* _The exercise_:
Write out all the entries below again, switching "single point" to "single location" everywhere it occurs and changing nothing else. Omit the pictures from your answer.

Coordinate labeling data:
•••
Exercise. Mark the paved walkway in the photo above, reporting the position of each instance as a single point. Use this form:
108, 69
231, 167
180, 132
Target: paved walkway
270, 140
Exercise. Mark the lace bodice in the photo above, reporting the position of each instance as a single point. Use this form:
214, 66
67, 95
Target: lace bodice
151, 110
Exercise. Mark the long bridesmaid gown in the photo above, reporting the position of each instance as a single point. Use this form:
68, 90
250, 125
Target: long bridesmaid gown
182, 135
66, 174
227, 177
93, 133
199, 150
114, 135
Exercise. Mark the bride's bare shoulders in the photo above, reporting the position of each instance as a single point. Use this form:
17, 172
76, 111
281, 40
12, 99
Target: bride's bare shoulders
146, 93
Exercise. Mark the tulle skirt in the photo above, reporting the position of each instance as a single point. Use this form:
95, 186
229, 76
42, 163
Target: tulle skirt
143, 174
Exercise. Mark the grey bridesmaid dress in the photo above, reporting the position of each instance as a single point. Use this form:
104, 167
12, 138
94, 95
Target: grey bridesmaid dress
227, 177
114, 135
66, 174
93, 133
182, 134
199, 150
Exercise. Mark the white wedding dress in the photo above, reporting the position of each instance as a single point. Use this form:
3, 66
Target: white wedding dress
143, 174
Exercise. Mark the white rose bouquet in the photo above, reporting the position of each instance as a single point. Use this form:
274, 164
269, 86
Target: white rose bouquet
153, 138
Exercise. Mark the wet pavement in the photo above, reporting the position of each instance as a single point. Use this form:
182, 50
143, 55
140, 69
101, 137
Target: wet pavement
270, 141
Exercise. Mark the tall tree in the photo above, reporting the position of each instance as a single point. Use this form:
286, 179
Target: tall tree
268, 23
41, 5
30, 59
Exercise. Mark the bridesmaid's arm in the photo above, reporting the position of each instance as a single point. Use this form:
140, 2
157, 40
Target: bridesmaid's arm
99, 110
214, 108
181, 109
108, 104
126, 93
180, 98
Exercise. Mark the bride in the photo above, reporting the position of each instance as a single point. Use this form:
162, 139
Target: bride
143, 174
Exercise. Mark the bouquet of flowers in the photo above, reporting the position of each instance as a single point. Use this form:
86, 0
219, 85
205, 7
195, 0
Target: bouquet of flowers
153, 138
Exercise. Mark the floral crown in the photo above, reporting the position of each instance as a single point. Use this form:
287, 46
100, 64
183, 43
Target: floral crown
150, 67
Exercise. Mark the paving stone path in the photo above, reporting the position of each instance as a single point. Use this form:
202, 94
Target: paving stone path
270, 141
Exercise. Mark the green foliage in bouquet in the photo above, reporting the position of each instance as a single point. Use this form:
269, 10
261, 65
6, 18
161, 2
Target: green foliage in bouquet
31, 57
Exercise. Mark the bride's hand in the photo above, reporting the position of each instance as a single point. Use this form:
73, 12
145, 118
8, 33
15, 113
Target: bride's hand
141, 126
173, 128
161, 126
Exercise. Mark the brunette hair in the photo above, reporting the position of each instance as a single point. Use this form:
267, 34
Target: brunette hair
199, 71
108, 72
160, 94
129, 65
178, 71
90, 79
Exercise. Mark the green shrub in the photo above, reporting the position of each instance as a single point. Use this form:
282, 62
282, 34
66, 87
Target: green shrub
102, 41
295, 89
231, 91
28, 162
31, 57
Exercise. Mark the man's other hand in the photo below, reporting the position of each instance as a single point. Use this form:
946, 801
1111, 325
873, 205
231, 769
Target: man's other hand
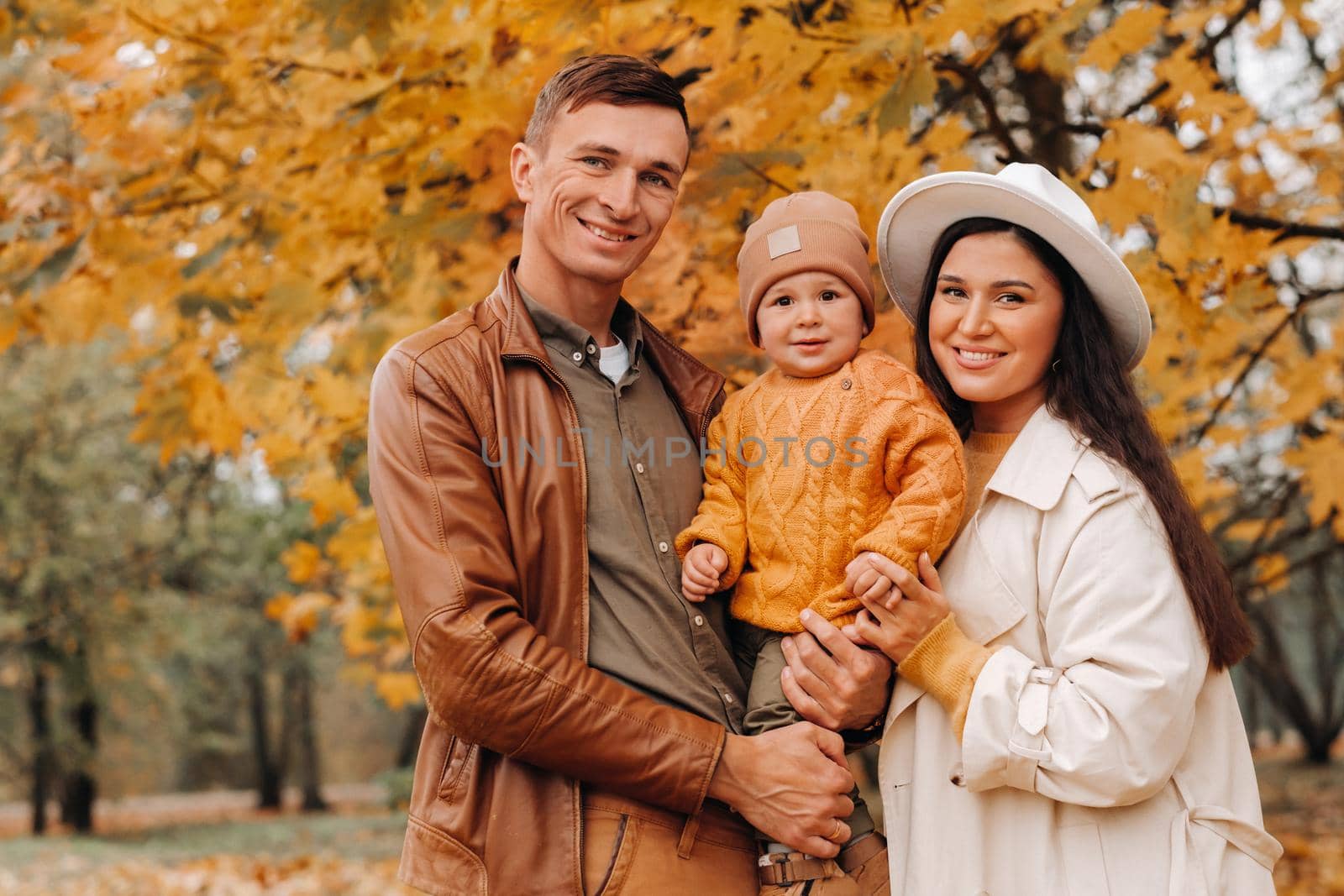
•••
* _Answer for this exercise_:
Exercise. Mark the paved walkway in the photo above, reporting the position of each instance as a single location. Use this form:
108, 69
231, 167
180, 132
Target: paved walkway
270, 140
Exercise. Mark the lace bodice in the photo above, reporting the position of each instance as a single location. Use this form:
214, 66
67, 95
Target: lace bodice
151, 110
Exercise. Mark the long bridesmaid gown in the photo above, reporting the position of each instance as a single location. Use this form:
68, 90
250, 125
Target: long bridesmaid gown
182, 135
66, 174
227, 177
93, 133
199, 150
114, 135
Exercise. Mark the bride's bare shoulders in the photo above, reporting the position of each instance as a single location. Use this form:
17, 172
76, 111
281, 40
12, 99
Target: bride's bare shoulders
146, 93
Exercise. Mark the tulle skirt in the photo above, reporting the position of each instance as a single location. Use this form:
95, 186
229, 76
42, 163
Target: tulle skirt
143, 174
Exercise. Mark the grey bridesmaid dress in the photo above, reporting the position of each instance as a single location. Use this form:
104, 167
12, 138
94, 95
Target: grey bridesmaid dress
227, 177
114, 135
66, 174
93, 133
182, 134
199, 150
Exercise. Mark the white wedding dress in the photo above, reporting the position of each instance as a single location. Use this form:
3, 66
Target: white wedding dress
143, 174
Exercise. Mark the white rose bouquet in the photo above, reporting the position of each instance as a single location. Use this form:
274, 164
269, 86
Target: white rose bouquet
153, 138
Exercise. Mark the wet pavement in the photo above, reporting the position of each instance as a single location. Use this form:
182, 50
143, 55
140, 69
101, 137
Target: wet pavement
270, 141
Exercise. Mark the tall tree in the photo above, reporting the position of each instance as a single location. Use this form:
286, 179
Target: tall tree
268, 23
41, 5
30, 59
Exercise. Mark the bridesmaid's arm in the photo above, reporting the position of each instance as a single location. Use this form:
140, 2
157, 40
Target: bridesmaid's arm
99, 110
214, 108
181, 109
108, 104
126, 93
180, 98
Exercise. Mark the bride in the photo above, reporting the position of each instance as a single location. Use this form:
162, 139
Target: bride
143, 174
Exercise. Mark the bouquet of flowers in the photo above, reporting the position of each instance as a single location. Use this form:
86, 0
219, 85
205, 7
195, 0
Target: bouquet of flowers
153, 138
Exercise. Mark the floral crown in the photo above, reporting the position of each instance as a single location. Use this form:
287, 46
100, 64
183, 43
Target: floral crown
150, 67
Exercise. Mark the paving stone path in the photo above, reporting the position of each instance as a single location. Use this form:
202, 94
Target: paving stone path
270, 141
Exercise. Mark the green foliage in bouquet in the photo above, reporting the position of each instance as a single location. Use this form:
269, 10
261, 65
6, 18
161, 2
Target: green foliage in bouquet
31, 57
Exercise. Mark the bride's hand in the photo above, reporting the position of each instance as a single location. Use this form:
73, 12
145, 118
8, 33
15, 113
Target: bride's hand
141, 126
173, 128
161, 126
Exercise. Mark the brunette hair in the photo above, reporting the position of each instance as a single location. Use this form:
267, 34
Target: brunette hair
199, 71
108, 72
160, 94
129, 65
178, 71
90, 79
Exercise. Mark the green shrub in the photo above, reporting the position of each instance as a single location. Use this form:
282, 62
282, 34
66, 87
Target: green shrub
102, 41
295, 89
231, 91
28, 162
31, 57
Exercise. Mark the man's other hand in the photo below, reporting the position of each instance as a single location. Use this form:
946, 801
1111, 325
873, 205
231, 769
Target: man's other hand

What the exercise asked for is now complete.